• MATERIAL SHOWN:
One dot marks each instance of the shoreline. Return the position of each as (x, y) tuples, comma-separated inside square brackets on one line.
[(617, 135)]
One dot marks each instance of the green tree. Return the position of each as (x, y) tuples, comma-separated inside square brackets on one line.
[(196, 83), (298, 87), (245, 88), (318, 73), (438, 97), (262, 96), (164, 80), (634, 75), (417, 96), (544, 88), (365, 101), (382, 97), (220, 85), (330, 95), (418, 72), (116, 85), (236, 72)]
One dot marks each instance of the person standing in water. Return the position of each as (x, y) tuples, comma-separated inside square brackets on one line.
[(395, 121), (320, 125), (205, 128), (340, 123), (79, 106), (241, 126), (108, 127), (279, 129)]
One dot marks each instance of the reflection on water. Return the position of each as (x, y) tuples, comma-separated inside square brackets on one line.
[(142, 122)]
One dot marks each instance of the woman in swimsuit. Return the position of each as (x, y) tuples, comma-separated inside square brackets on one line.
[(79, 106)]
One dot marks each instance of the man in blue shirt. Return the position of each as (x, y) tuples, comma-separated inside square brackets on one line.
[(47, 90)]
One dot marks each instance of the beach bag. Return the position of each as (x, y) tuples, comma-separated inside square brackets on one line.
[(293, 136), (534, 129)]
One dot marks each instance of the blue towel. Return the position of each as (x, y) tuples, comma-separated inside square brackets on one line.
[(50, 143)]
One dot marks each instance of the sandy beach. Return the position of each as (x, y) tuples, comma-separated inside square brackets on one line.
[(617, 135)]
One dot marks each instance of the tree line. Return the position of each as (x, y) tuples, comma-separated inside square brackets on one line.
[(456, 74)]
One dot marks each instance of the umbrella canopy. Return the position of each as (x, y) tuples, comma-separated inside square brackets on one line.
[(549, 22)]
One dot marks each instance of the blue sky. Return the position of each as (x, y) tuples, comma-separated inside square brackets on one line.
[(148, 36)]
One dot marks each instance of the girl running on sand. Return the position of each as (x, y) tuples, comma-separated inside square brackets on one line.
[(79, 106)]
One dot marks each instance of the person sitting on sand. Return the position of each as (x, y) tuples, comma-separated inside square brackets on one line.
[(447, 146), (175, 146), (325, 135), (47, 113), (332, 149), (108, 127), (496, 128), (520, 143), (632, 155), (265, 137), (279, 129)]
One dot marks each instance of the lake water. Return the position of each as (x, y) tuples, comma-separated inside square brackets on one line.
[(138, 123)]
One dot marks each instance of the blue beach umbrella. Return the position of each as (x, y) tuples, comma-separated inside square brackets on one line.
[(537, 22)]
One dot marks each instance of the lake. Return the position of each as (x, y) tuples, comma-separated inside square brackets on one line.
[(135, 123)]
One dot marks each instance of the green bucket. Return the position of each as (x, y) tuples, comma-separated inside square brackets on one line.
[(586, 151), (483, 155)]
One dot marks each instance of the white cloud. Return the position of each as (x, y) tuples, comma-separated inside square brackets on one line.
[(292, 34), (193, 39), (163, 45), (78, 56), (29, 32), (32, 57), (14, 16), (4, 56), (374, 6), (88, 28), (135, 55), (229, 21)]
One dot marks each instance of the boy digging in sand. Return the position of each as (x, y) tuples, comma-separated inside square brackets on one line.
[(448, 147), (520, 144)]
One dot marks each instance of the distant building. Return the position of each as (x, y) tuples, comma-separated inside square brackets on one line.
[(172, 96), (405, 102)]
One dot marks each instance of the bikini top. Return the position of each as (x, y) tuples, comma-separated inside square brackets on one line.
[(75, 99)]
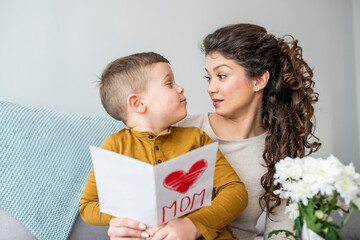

• GIVEN PROBLEM: Recast every line of the records above as a JSON array of strings, one string per line, with blank lines omitted and the pictures left out.

• FINISHED EXERCISE:
[
  "One dot marks each instance of the shoreline. Return the position of each as (x, y) tuples, comma-separated inside square brackets on one line.",
  "[(617, 135)]",
  "One dot marks each instance of the green tree. Return the position of each as (x, y) tuples, comma-separated inside square brackets on one line.",
  "[(196, 83), (298, 87), (245, 88), (318, 73), (438, 97), (262, 96), (164, 80), (634, 75), (417, 96), (544, 88), (365, 101), (382, 97), (220, 85), (330, 95), (418, 72), (116, 85), (236, 72)]",
  "One dot marks each instance of the person standing in water. Return the position of each as (x, y) tuples, comma-separated inside square brackets on one line.",
  "[(395, 121), (320, 125), (205, 128), (340, 123), (79, 106), (241, 126), (108, 127), (279, 129)]",
  "One dot marks each instance of the reflection on water. Return the position of each as (x, y) tuples, comma-separated inside square brackets on one line.",
  "[(142, 122)]",
  "One dot marks each instance of the woman in swimsuit. Return the position of each as (x, y) tuples, comma-separated inside square brackets on one line.",
  "[(79, 106)]",
  "One dot marks each instance of the man in blue shirt. Return the position of each as (x, y) tuples, comma-separated inside square brackets on one line.",
  "[(47, 90)]",
  "One dot marks each instance of the beach bag. Return the position of each as (x, y) tuples, comma-separated inside square brackets on one line.",
  "[(293, 136), (534, 129)]",
  "One dot marks each instance of the blue towel. Return the position of each as (x, y) tuples, comma-separated inside square brackets on one line.",
  "[(50, 143)]",
  "One dot marks each instance of the sandy beach. Return the position of each as (x, y) tuples, comma-separated inside square brackets on one line.",
  "[(617, 135)]",
  "One dot marks each instance of the tree line. Return the position of each as (x, y) tuples, comma-separated inside square brackets on one line.",
  "[(456, 74)]",
  "One dot marks each instance of the umbrella canopy. Return the position of each as (x, y) tuples, comma-separated inside square brackets on one line.",
  "[(549, 22)]",
  "One dot marks each instance of the blue sky. Return the position of each as (x, y) tuples, comma-separated inside square brackets on one line.",
  "[(148, 36)]",
  "One dot marks each instance of the girl running on sand. Return the position of each as (x, y) tuples, comma-separated inside square brackets on one line.",
  "[(79, 106)]",
  "One dot marks each instance of the person sitting on sand. Return the position of each as (x, y) tuples, comma-separated inside square brackets on one line.",
  "[(447, 146), (175, 146), (325, 135), (47, 113), (332, 149), (108, 127), (496, 128), (520, 143), (632, 155), (265, 137), (279, 129)]",
  "One dot marks each instance of the lake water. Return the position of each as (x, y) tuples, comma-separated inside square brackets on one line.",
  "[(138, 123)]",
  "One dot marks each instance of the blue beach umbrella. Return the position of each as (x, y) tuples, comma-separated inside square brackets on one line.",
  "[(537, 22)]",
  "One dot marks each instance of the lake. Return the position of each as (x, y) tuples, comma-separated inside square brackets on one line.",
  "[(135, 123)]",
  "One dot marks each instance of the green bucket. Return the position of each as (x, y) tuples, comma-separated inside square brackets on one line.",
  "[(586, 151), (483, 155)]",
  "One dot marks each instance of the white cloud. Return the position of each as (x, y) tuples, comma-separated inside square brackets on one line.",
  "[(292, 34), (193, 39), (163, 45), (78, 56), (29, 32), (32, 57), (14, 16), (4, 56), (374, 6), (88, 28), (135, 55), (229, 21)]",
  "One dot marks each instance of the boy digging in sand. Return the position of each as (x, y) tuples, comma-separated inside square brackets on one line.",
  "[(448, 147), (520, 144)]",
  "One dot marks each instance of the distant building. Return the position of each as (x, y) tuples, comma-separated inside square brackets on one line.",
  "[(172, 96), (405, 102)]",
  "One dot marks each instance of the bikini top. Return the position of each as (x, y) tuples, comma-separated inside square brackets on one line.",
  "[(75, 99)]"
]